EXERCISE INPUT
BEGIN

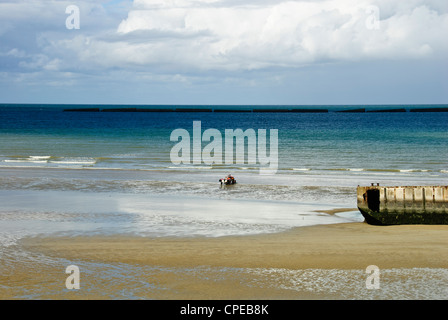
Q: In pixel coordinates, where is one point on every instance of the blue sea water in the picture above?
(122, 151)
(45, 136)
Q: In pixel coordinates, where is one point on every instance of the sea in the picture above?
(115, 169)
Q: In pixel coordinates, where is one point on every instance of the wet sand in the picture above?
(338, 246)
(214, 268)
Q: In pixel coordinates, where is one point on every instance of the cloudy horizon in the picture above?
(224, 52)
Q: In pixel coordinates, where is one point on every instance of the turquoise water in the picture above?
(44, 136)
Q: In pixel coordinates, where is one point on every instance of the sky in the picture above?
(224, 52)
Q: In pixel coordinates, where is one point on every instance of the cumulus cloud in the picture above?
(232, 35)
(162, 41)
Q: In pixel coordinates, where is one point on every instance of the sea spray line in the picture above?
(212, 153)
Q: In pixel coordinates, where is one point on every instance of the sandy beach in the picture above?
(236, 267)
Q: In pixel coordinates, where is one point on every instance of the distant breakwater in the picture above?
(259, 110)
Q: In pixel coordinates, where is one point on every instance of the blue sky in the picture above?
(224, 52)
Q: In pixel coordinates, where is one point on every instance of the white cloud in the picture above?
(210, 42)
(286, 33)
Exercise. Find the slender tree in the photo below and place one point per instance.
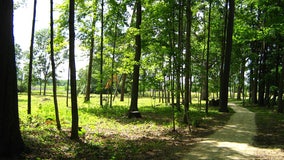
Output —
(187, 61)
(133, 110)
(53, 67)
(208, 55)
(102, 51)
(31, 60)
(281, 86)
(88, 88)
(11, 143)
(75, 118)
(226, 69)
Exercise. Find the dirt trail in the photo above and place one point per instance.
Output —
(234, 141)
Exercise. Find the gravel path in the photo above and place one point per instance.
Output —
(234, 141)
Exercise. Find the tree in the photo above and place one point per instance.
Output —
(281, 86)
(133, 110)
(11, 143)
(75, 118)
(102, 51)
(31, 60)
(187, 60)
(227, 59)
(53, 67)
(207, 57)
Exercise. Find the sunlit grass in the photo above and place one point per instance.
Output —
(106, 132)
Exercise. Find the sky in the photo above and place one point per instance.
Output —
(23, 27)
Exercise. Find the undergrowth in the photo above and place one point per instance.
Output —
(107, 133)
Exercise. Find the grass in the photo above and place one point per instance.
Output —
(107, 133)
(270, 126)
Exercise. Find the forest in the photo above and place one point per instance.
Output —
(158, 77)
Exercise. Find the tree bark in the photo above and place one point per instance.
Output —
(31, 60)
(102, 51)
(90, 67)
(11, 143)
(133, 110)
(207, 57)
(187, 61)
(75, 118)
(226, 70)
(281, 86)
(53, 68)
(124, 75)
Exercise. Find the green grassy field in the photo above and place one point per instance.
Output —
(107, 133)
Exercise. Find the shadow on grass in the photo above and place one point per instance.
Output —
(49, 144)
(270, 128)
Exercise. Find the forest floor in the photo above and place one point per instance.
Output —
(107, 133)
(238, 139)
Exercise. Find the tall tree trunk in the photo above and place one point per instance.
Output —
(133, 110)
(262, 73)
(53, 68)
(67, 87)
(102, 51)
(187, 61)
(281, 87)
(241, 80)
(45, 83)
(75, 118)
(11, 143)
(226, 70)
(31, 60)
(124, 75)
(207, 57)
(179, 55)
(223, 51)
(90, 67)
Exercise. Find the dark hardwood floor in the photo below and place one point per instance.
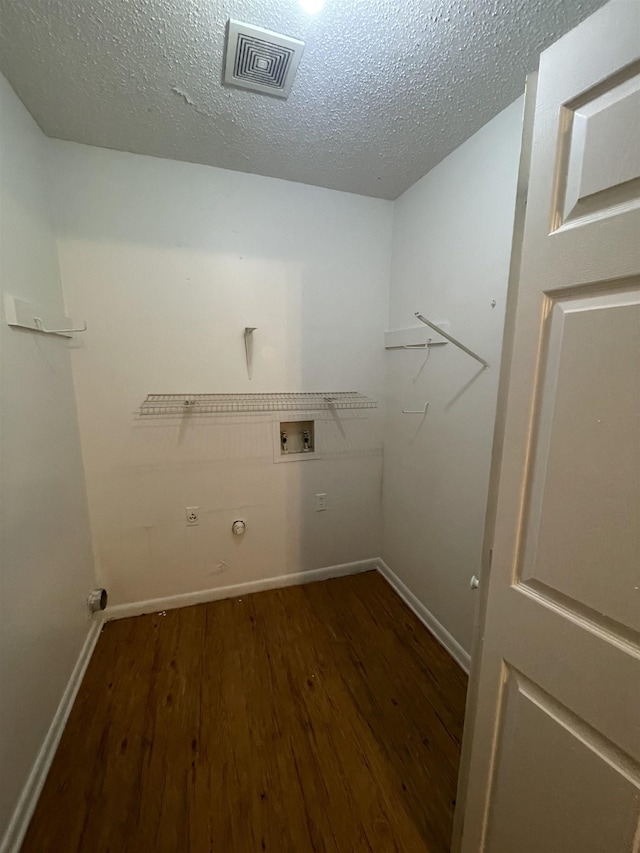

END

Quote the material word for word, dropping any images it holds.

SOLUTION BELOW
Q: In pixel coordinates, where is one point on every instance of the blue sea water in the picture above?
(122, 151)
(45, 136)
Q: In pixel coordinates, where is one point on every instance of the sea in the picture above?
(115, 169)
Q: In pixel coordinates, where is one point on every instance of the wet sand in the picture above?
(338, 246)
(214, 268)
Q: In pixel coordinates, where is one point on every instance of the cloudy horizon in the picture above?
(224, 52)
Q: In pixel coordinates, where is one point on every instance of the turquoise water in the picture above?
(44, 136)
Q: In pixel coordinates, where is one point on every instance of the sky in the picture above?
(224, 52)
Q: In pixel coordinates, where is one point on every instance of the cumulus cloud in the picture above?
(232, 35)
(162, 41)
Q: In pixel coordinates, where is one point on every instance of the sea spray line in the picture above?
(212, 153)
Q: In pixel coordinates, where is one point on every instance of the sandy beach in the picture above?
(236, 267)
Q: In pixel coordinates, where is one point on every instance of the distant breakwater in the picture above?
(259, 110)
Q: In pixel coordinates, where is one point on every instance of the blue sky in the picture above?
(224, 52)
Q: In pixel coordinates, where is one point on every instance of the white cloud in the picture above?
(210, 42)
(286, 33)
Exercise. Find the slender tree in the photo below and place one point per instance.
Output —
(187, 61)
(133, 110)
(53, 67)
(208, 55)
(102, 51)
(31, 60)
(281, 86)
(88, 88)
(11, 143)
(75, 118)
(226, 69)
Exercise. Find the dirt trail in the photo above and place one point per instance.
Output —
(234, 141)
Exercise. Find the gravel path in the photo above and place one point per instance.
Output —
(234, 141)
Exercise. Find the tree in the photo above and place one point per instance.
Output —
(281, 86)
(133, 110)
(11, 143)
(75, 118)
(102, 51)
(31, 60)
(187, 60)
(227, 59)
(53, 67)
(207, 57)
Exercise. Find the sunlit grass in the photo above and place one point per instance.
Output —
(106, 132)
Exercise. Find the sky in the photo above and place one point per instance.
Output —
(23, 27)
Exercise. Find the undergrowth in the photo above and place one point per instance.
Output —
(107, 133)
Exercise. Find the grass in the photo above and place one point per instance.
Output —
(107, 133)
(270, 126)
Exercise. Find the forest in the photo above and place one point per instance.
Output —
(158, 77)
Exercise. Find the tree bark in the photo above and place one point per instance.
Output —
(31, 60)
(102, 51)
(90, 67)
(11, 143)
(133, 110)
(207, 57)
(187, 61)
(75, 118)
(226, 70)
(281, 86)
(53, 68)
(124, 75)
Exercise. Find the green grassy field in the photo above and place one point per instance.
Output —
(107, 133)
Exercise. Find the shadow on grass in the photo above and place one point per instance.
Output —
(49, 144)
(270, 128)
Exercise. Find the forest floor in the photo above and place one point per instance.
Output —
(107, 133)
(238, 139)
Exercise. Find the tall tree trunk in the photo above and place one point per instance.
Output —
(133, 110)
(262, 73)
(53, 68)
(67, 87)
(102, 51)
(187, 61)
(281, 87)
(241, 80)
(45, 83)
(75, 118)
(11, 143)
(226, 70)
(31, 60)
(124, 75)
(207, 57)
(179, 55)
(223, 51)
(90, 67)
Exercise. Find the dark hardwood floor in the photo below and place one point per instance.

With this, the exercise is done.